◆ **WORK TO DO**
A – In the forum post about air gaps, how many different answers did the writer count in the forum discussion?
B – Take the forum post about air gaps further, continuing from the point where it stops.

◆ **QUOTED TEXT**

# What is an air gap and why do i need my air gapped anyway?



## faucetman886 (Oct 20, 2008)

Well it’s happened. I learned something today that I had never known before. Actually, if the truth be known, I learn something everyday even when I’m not trying. Frankly I had wondered many times what that little silver air vent thingy on my sink was but never had to fix or replace it. I guess I really never understood its function. It’s called an “air gap” and I always thought it was a form of device which allowed you to add vent capacity to an area or appliance where there hadn’t been one or maybe where you had added something new like a dishwasher. The air gap has no moving parts, and they never go bad, ever. It's always what connects to them that causes issues.
So I ran across a forum discussion yesterday that not only gave me the answer but actually put me into sensory overload with WAY TOO MUCH INFO. So I thought I would clear up the confusion for those of you out there that might have been with me in the same boat of ignorance but am going to try to give you the shortest most concise answer but unfortunately there is no short answer. There were 16 different answers in the forum as an example. No wonder I never understood what it was and my head is still spinning. 
So let’s start with the simplistic example of why the air gap is needed:
“You now live on the first floor of a high rise. You have just started to clean supper dishes and decide to run some potato peelings down the drain (Remind me to tell you my potato peelings story on a Christmas morning, sometime). You fill your dishwasher and start the cycle and walk away. MEANWHILE, every one of your neighbors are doing the same thing above you. AT THE SAME TIME, there is a water break in the 12 inch water main in front of your building. You do not know that the drain line is backing up into your kitchen sink. You do not know the water supply has dropped in pressure so that the lines are pulling air where they can from the negative pressure.(even hot water supplies with recirculation pumps will do this when water pressure drops to the negative) You do not know that your dishwasher just jammed the pump. The pump being stuck with the solenoid valve now open so the dishwasher is trying to pump water out, but in reality, dirty water from the sink is flowing into the dishwasher. It does this several cycles, until, you guessed it, dirty water is being sucked into the side inlet and into the water supply lines. Thus what sits under that ugly cap is what saves lives, protects that potable water being used inside that dishwasher that sanitizes those dishes when it runs its cycle".

◆ **RECORDED INFORMATION**
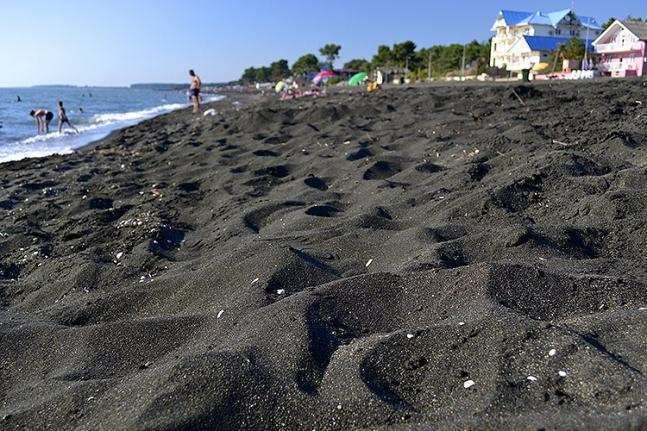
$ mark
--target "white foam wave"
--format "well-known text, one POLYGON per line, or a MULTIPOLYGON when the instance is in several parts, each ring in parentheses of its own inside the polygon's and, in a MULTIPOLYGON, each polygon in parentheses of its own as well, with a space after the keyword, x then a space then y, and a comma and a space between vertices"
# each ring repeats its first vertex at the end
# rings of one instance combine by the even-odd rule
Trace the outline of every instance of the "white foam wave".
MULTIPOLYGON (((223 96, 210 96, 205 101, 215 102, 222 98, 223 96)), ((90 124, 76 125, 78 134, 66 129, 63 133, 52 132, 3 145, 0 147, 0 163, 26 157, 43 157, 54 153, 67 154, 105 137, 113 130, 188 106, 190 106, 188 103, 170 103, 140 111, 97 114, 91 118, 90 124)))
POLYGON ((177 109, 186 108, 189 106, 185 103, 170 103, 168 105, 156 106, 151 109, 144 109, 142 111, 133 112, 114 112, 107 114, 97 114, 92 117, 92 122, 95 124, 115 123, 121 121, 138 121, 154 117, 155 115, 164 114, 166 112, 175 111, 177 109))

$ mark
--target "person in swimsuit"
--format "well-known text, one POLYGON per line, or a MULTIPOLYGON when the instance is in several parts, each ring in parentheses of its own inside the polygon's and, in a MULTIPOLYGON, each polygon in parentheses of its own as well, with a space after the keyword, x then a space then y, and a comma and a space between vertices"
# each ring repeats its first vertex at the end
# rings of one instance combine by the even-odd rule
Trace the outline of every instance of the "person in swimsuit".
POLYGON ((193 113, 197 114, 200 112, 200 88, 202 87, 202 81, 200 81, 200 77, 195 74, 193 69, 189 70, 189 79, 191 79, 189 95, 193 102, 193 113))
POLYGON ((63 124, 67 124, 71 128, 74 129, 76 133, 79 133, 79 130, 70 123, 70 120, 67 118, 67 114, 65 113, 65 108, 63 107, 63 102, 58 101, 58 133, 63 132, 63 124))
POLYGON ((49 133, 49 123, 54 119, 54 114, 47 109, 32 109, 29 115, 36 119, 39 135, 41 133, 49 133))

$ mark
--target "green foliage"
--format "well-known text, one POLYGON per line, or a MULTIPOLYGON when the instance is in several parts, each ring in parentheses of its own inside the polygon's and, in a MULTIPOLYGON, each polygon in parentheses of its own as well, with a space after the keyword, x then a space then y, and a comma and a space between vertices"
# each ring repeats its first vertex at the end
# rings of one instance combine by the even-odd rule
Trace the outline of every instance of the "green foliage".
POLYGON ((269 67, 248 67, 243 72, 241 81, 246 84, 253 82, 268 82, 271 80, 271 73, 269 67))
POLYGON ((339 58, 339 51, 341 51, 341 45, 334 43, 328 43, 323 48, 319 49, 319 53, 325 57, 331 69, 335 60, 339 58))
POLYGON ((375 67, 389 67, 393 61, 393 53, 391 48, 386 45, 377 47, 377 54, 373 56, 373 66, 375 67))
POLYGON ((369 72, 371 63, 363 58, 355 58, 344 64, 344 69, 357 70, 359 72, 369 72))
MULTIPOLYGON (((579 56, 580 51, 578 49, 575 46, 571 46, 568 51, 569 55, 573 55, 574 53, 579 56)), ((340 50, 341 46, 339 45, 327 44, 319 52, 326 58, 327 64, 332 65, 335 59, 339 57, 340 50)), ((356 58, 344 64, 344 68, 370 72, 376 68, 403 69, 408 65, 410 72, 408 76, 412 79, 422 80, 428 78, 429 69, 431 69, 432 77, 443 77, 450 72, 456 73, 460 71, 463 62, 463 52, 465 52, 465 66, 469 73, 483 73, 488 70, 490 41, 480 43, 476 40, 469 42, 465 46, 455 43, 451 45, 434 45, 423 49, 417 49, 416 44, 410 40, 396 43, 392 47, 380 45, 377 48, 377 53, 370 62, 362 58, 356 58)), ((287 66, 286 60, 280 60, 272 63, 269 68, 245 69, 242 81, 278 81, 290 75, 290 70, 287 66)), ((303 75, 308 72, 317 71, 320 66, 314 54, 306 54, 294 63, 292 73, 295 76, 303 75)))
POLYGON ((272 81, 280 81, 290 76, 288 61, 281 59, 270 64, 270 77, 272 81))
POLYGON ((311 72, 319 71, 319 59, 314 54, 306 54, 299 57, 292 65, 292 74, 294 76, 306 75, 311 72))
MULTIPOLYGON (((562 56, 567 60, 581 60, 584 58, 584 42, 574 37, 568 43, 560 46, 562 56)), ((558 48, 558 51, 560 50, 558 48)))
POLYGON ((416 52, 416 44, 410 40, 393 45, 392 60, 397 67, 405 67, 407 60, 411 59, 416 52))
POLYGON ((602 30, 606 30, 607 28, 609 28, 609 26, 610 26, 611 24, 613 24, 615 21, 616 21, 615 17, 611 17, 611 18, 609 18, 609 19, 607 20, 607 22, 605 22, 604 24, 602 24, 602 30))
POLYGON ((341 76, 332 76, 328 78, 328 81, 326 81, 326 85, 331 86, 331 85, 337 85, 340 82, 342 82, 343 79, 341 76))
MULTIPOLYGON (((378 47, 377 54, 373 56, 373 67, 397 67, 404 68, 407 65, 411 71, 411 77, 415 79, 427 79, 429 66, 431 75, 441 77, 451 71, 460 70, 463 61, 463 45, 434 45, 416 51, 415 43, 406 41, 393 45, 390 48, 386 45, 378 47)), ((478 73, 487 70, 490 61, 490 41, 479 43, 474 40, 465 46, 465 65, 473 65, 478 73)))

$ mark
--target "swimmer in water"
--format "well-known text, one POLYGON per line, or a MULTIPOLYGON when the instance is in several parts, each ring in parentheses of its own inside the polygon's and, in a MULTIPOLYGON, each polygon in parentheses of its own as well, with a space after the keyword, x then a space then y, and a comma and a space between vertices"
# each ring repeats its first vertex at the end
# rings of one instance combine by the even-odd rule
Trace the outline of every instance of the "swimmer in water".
---
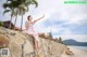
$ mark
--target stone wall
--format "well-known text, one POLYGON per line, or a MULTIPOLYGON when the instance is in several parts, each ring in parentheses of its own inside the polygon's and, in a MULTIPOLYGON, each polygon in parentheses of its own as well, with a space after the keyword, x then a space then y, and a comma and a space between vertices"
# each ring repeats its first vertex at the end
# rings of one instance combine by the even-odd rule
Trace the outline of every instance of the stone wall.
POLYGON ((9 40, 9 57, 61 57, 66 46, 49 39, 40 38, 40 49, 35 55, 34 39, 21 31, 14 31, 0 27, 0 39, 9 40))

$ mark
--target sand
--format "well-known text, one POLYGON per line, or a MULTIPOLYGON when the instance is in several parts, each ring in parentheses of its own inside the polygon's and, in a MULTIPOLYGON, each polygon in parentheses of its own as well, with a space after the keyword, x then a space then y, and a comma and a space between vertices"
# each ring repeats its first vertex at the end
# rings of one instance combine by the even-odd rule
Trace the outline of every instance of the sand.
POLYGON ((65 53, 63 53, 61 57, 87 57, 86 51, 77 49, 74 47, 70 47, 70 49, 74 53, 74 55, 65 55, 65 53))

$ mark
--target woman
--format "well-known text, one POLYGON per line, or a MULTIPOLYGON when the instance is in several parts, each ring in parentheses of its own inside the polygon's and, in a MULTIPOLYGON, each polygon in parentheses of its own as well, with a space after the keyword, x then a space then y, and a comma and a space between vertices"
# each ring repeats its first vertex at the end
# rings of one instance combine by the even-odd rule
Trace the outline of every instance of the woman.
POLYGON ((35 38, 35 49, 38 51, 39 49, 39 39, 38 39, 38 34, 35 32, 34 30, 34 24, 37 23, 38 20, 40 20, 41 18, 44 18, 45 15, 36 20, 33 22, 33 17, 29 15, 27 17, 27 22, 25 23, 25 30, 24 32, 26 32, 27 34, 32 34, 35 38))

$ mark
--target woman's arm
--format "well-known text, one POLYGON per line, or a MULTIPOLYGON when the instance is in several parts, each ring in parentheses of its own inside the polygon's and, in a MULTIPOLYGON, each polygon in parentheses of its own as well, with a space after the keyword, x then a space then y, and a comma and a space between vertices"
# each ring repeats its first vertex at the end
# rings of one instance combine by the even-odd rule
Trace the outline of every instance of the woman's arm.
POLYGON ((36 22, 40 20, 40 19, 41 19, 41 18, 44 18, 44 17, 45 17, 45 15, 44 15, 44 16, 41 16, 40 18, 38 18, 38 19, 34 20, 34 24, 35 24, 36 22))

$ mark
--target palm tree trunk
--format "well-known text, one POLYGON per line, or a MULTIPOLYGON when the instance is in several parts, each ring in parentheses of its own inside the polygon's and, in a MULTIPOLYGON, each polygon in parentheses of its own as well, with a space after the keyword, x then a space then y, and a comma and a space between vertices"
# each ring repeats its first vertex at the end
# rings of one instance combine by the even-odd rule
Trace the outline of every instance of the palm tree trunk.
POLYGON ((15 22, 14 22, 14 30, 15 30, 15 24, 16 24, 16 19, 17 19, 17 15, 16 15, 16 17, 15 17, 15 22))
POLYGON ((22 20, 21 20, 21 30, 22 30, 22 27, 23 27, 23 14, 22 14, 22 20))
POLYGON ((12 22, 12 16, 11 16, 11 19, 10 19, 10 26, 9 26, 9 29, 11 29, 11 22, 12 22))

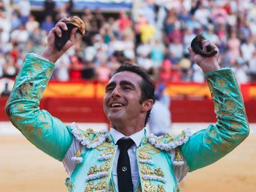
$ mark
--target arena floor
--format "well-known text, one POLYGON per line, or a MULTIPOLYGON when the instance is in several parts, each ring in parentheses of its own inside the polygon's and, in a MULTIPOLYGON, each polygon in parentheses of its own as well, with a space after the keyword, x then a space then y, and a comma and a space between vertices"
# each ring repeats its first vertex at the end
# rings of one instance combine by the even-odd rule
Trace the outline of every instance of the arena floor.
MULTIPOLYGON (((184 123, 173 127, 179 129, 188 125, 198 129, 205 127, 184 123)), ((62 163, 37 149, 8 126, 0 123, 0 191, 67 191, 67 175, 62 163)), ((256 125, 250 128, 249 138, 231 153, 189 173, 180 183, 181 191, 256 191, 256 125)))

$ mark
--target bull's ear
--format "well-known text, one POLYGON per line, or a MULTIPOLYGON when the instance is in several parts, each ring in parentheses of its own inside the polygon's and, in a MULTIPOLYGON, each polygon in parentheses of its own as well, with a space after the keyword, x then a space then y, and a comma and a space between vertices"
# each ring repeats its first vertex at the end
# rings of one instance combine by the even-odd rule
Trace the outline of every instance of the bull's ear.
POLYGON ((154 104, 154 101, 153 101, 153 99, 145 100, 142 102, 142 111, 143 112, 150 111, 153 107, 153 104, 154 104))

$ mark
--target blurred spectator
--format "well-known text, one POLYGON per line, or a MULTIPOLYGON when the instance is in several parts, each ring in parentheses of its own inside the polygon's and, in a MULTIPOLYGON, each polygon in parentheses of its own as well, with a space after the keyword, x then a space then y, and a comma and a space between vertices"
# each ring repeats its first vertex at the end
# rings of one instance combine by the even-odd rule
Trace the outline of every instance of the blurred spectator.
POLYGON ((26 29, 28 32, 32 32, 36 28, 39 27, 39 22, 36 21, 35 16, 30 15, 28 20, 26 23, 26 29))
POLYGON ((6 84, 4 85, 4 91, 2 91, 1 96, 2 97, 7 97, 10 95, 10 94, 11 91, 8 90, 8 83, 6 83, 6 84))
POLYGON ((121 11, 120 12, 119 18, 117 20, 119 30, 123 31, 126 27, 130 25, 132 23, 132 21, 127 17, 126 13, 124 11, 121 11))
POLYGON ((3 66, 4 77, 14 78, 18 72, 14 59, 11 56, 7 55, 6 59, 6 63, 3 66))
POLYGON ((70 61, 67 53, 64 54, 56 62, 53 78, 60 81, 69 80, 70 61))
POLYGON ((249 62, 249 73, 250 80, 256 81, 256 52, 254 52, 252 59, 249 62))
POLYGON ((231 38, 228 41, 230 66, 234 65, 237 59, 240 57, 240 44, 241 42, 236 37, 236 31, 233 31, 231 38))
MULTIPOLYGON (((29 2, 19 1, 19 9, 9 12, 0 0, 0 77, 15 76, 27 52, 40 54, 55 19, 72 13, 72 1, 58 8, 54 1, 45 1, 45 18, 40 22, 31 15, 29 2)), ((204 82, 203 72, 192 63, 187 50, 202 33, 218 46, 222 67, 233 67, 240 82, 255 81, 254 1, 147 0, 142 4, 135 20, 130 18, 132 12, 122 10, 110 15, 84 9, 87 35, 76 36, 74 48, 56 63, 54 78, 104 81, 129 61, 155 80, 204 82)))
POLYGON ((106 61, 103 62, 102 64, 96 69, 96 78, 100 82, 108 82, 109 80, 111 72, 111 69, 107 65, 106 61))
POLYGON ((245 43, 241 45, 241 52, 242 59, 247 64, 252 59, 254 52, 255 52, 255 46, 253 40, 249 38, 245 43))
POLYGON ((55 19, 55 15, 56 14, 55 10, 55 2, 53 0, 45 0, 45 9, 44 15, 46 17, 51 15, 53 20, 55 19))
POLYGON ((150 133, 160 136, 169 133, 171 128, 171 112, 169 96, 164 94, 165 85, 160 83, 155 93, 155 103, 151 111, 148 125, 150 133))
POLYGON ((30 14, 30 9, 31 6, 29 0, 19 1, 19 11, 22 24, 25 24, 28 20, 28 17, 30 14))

◆ **PER-TASK OUTPUTS**
A – 16

B –
So why would one need an "air-gap" for a dishwasher? Because some dishwashers fill at the bottom, and contaminated water from the dishwasher could, in the scenario above, backflow into the water supply. The reality is that most new dishwashers fill from the side, above the door line. There would be no way for the water from the dishwasher to get up to the fill level it would leak out the door if the water got that high. Why would an extra air gap be required then? Just because of the same kind of crazy improbable situations as above. 
A simple definition of the air gap is the space between a wall mounted faucet and the sink rim (this space is the air gap). Water can easily flow from the faucet into the sink, but there is no way that water can flow from the sink into the faucet without modifying the system. This arrangement will prevent any contaminants in the sink from back flowing into the potable water system thus protecting your life and those of your neighbors by keeping contaminated water from being siphoned into the fresh water lines. To further illustrate the air gap, consider what could happen if the air gap were eliminated by attaching a hose to the faucet and lowering the hose into a sink full of contaminated water. Under the right conditions (if the water supply loses pressure and the sink is higher than the point at which the water supply enters the house, for instance), the dirty water in the sink will be siphoned into the water pipes through the hose and faucet. The dirty water then will be dispersed throughout the fresh water system. Because of this, although improbable occurrence, all plumbing codes require backflow prevention and in most cases, especially if the code inspector doesn’t like your plumbers solution, is the little air gap. If you look around your house you may even see one somewhere near your washing machine too.
Still confused? Yep me too, but know that codes are strange things and have been developed over many years of improbable situations. I think of the warning on the Preparation H box “for external use only” because somewhere along the line some poor guy has eaten several of them and got no relief from his hemorrhoids.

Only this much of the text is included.